DIRECTIONS FOR THIS TASK. Return each line of the records below that contains the word "aircraft".
*** Opening of RECORDS SHOWN ***
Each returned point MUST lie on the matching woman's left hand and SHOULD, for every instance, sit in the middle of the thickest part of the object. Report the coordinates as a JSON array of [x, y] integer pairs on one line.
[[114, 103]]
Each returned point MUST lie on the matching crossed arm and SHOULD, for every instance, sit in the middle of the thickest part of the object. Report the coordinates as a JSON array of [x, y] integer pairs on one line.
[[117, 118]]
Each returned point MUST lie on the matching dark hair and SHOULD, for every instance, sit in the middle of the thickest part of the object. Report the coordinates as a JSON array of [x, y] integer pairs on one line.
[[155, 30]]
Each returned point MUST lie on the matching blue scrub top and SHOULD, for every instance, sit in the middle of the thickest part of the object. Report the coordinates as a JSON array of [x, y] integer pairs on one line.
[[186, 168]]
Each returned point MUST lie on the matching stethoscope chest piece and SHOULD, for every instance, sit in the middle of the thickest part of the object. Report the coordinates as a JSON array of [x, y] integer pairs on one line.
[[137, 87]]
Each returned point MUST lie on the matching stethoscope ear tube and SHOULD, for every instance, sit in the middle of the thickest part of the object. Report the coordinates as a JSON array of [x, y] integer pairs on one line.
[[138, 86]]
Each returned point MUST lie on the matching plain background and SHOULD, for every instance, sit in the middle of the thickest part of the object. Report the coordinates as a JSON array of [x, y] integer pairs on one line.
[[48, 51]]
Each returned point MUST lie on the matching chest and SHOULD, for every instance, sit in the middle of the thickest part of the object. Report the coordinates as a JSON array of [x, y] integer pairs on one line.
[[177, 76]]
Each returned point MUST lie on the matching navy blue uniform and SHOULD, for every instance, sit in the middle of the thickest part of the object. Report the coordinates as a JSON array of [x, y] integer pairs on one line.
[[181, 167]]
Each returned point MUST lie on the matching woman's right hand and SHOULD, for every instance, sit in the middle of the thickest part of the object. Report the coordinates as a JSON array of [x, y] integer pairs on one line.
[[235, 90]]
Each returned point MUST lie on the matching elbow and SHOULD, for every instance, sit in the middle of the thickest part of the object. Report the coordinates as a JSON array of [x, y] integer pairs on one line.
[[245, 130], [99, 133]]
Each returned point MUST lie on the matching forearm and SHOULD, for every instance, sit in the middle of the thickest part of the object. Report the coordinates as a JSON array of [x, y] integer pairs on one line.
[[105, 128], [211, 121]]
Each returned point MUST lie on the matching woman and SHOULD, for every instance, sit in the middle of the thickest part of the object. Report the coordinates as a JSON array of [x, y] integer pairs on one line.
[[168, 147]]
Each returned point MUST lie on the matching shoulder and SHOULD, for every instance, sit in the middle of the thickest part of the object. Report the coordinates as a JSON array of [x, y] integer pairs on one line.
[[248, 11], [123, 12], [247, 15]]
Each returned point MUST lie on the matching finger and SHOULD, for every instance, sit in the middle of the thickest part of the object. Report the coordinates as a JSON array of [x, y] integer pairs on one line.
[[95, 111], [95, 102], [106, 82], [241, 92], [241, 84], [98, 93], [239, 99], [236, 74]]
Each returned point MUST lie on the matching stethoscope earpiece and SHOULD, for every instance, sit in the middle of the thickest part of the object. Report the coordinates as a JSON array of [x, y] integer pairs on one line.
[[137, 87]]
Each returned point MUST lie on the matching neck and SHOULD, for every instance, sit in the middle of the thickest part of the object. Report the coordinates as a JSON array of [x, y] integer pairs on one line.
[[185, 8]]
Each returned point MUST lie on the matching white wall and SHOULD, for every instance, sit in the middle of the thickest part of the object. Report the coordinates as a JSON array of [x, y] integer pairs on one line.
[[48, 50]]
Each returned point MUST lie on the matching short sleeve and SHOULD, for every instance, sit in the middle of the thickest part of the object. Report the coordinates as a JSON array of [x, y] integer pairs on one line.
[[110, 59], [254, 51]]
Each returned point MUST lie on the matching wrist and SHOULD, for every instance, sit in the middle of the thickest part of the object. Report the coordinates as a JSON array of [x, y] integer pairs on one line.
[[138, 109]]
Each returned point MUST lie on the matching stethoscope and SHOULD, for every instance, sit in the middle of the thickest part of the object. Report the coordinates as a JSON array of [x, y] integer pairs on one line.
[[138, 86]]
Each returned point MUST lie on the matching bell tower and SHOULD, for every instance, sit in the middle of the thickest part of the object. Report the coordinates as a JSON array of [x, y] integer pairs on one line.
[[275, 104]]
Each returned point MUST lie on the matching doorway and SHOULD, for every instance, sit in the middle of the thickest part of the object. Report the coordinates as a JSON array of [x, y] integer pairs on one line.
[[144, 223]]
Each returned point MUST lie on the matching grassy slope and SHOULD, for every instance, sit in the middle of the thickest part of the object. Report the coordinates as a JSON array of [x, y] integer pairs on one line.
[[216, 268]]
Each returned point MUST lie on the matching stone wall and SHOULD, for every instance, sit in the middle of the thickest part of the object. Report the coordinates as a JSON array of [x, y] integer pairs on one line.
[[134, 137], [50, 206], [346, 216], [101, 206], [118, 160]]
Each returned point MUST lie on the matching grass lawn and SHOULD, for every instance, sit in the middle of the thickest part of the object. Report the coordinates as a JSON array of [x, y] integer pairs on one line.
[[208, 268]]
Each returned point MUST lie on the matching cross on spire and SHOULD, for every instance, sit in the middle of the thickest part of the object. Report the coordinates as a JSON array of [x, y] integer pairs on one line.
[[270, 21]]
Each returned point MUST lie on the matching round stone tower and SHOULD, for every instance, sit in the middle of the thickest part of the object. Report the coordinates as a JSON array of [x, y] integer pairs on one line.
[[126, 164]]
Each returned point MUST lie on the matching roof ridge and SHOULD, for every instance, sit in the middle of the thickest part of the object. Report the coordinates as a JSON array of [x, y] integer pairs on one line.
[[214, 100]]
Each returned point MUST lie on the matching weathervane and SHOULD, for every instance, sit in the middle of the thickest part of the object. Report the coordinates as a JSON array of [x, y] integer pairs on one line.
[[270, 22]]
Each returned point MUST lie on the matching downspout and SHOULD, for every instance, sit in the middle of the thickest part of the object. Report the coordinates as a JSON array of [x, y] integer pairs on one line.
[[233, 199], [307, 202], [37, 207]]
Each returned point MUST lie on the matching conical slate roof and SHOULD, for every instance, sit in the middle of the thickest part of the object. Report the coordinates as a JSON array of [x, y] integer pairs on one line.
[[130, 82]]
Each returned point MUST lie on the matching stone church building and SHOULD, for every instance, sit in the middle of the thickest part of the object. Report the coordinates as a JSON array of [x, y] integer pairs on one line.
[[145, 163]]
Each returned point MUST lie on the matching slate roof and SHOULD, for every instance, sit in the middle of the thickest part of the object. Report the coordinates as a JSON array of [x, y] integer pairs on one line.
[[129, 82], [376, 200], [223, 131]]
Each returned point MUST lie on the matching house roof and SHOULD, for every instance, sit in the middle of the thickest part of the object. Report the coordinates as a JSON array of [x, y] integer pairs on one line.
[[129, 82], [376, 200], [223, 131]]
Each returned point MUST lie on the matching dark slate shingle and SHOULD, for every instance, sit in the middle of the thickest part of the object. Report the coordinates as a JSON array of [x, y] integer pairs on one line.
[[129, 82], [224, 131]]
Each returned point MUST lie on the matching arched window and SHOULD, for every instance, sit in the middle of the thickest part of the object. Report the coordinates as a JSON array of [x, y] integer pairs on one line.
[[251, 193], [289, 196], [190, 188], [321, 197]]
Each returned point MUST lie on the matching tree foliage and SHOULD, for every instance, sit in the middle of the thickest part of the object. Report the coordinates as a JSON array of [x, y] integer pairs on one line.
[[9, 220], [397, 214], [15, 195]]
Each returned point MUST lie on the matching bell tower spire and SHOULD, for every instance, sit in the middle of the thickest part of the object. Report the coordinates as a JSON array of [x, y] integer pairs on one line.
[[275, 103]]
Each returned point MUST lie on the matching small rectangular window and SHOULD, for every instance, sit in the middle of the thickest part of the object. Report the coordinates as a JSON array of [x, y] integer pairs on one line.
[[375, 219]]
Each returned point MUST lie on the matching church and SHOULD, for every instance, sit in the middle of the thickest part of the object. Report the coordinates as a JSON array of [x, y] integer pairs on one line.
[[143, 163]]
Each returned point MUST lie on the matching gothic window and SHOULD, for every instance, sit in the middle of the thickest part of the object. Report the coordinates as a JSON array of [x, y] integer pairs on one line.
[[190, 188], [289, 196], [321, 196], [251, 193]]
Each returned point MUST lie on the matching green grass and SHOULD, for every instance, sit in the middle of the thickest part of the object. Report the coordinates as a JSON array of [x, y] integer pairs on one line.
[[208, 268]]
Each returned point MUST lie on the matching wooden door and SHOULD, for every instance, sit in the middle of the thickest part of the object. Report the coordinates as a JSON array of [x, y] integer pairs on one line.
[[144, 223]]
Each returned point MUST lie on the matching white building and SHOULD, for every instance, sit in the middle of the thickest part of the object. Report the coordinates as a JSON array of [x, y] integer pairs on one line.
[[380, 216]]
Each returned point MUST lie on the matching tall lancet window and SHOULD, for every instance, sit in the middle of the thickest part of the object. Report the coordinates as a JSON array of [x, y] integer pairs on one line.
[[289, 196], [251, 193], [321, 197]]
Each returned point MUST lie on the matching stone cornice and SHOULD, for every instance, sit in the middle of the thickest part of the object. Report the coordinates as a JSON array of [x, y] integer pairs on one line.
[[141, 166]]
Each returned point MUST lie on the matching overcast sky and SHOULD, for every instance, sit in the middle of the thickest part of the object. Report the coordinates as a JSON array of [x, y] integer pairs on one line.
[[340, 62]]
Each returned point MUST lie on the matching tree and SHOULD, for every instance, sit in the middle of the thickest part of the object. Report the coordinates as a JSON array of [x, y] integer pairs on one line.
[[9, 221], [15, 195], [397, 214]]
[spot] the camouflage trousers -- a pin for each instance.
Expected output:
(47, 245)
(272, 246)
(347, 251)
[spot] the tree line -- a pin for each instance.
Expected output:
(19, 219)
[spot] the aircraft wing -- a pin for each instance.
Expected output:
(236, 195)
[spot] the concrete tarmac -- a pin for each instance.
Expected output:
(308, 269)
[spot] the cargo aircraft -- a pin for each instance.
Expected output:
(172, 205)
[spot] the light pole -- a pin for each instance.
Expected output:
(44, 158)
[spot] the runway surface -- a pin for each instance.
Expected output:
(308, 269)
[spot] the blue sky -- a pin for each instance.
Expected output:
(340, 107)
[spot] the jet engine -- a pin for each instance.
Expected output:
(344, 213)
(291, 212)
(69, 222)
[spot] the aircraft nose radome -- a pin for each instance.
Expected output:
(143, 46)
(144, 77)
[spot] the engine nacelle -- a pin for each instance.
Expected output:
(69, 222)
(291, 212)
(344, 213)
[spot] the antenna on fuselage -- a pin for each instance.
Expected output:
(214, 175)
*** Close of RECORDS SHOWN ***
PROBLEM SOLUTION.
[spot] the aircraft wing -- a pin for each instance.
[spot] the cargo aircraft -- a pin for each instance.
[spot] the aircraft nose radome -- a pin for each instance.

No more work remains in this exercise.